● What you need to do
Repeat the data verbatim.

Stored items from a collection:
------------
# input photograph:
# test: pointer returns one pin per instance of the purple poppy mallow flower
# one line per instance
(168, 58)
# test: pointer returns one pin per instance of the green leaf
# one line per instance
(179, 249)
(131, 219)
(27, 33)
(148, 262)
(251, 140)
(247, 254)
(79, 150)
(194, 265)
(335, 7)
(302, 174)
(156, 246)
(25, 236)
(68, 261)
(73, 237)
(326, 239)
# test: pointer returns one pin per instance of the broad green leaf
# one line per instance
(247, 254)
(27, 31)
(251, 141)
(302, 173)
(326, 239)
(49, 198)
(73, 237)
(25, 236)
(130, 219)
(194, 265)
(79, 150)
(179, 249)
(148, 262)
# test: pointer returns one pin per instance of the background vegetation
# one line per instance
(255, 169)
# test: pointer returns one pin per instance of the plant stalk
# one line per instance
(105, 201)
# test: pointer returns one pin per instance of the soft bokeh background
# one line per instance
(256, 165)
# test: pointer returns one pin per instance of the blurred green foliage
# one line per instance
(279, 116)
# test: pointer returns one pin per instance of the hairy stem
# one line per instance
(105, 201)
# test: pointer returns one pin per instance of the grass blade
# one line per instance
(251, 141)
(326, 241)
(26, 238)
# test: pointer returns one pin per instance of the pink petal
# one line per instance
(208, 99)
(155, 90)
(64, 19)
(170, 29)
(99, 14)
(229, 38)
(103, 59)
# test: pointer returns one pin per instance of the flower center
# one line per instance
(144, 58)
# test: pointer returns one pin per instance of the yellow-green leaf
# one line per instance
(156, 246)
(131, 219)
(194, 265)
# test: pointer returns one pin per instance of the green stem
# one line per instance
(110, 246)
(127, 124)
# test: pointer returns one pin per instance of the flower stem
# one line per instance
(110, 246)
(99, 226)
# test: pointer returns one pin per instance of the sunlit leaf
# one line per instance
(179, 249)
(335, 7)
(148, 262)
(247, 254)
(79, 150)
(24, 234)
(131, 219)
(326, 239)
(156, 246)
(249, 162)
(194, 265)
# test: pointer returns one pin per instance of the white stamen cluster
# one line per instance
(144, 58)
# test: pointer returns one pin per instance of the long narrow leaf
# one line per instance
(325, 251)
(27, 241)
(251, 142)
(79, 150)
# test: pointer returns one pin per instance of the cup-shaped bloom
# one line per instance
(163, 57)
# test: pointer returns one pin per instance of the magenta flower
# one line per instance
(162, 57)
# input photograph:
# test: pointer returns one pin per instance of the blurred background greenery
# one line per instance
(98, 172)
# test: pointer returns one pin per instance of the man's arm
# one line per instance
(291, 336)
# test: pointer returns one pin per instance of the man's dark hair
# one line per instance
------------
● Exercise solution
# input photograph:
# test: pointer returns one pin per instance of the purple poppy mallow flower
# one line per instance
(168, 58)
# test: pointer returns one pin per instance of the green leaf
# one line per instance
(179, 249)
(131, 219)
(27, 33)
(148, 262)
(251, 140)
(247, 254)
(79, 150)
(194, 265)
(335, 7)
(302, 174)
(156, 246)
(25, 236)
(68, 261)
(73, 237)
(326, 239)
# test: pointer returns one pin per instance of the broad green leaf
# one line per instance
(247, 254)
(27, 31)
(251, 141)
(302, 173)
(326, 239)
(49, 198)
(73, 237)
(25, 236)
(130, 219)
(194, 265)
(79, 150)
(179, 249)
(148, 262)
# test: pointer returns one pin per instance of the background vegetation
# one line per instance
(255, 169)
# test: pointer returns one pin per instance of the plant stalk
# one line per instance
(105, 201)
# test: pointer returns one pin per instance of the soft bokeh background
# one line per instance
(256, 165)
# test: pointer returns one pin per instance of the blurred green foliage
# one line per instance
(279, 116)
# test: pointer returns one pin per instance of the hairy stem
# one line per instance
(105, 201)
# test: pointer returns one pin per instance of the grass blade
# one line per instance
(251, 141)
(326, 241)
(26, 238)
# test: pointer returns one pin per instance of the pink petal
# one line per instance
(208, 99)
(155, 90)
(64, 19)
(170, 29)
(99, 14)
(229, 38)
(103, 59)
# test: pointer returns one pin per instance of the flower center
# one line per instance
(144, 58)
# test: pointer returns one pin per instance of the yellow-green leaf
# one line per instance
(156, 246)
(131, 219)
(194, 265)
# test: pointer returns one pin per instance of the green stem
# one line per instance
(110, 246)
(127, 124)
# test: pointer returns one pin per instance of the flower stem
# one line per instance
(110, 246)
(99, 226)
# test: pointer returns one pin per instance of the sunlit leaf
# one line per instance
(179, 249)
(335, 7)
(148, 262)
(247, 254)
(79, 150)
(24, 234)
(131, 219)
(326, 239)
(156, 246)
(249, 162)
(194, 265)
# test: pointer returns one pin per instance of the white stamen cluster
# one line per instance
(144, 58)
# test: pointer returns one pin per instance of the long narrow leaf
# one line per instance
(325, 251)
(27, 241)
(251, 142)
(79, 150)
# test: pointer returns one pin per instance of the cup-shaped bloom
# one line per instance
(163, 57)
# test: pointer returns one pin per instance of the magenta flower
# one line per instance
(162, 57)
# input photograph:
# test: pointer returns one pin per instance of the blurred background greenery
# one line per instance
(98, 172)
# test: pointer returns one pin per instance of the man's arm
# one line per instance
(291, 336)
# test: pointer returns one pin per instance of the man's dark hair
# one line per instance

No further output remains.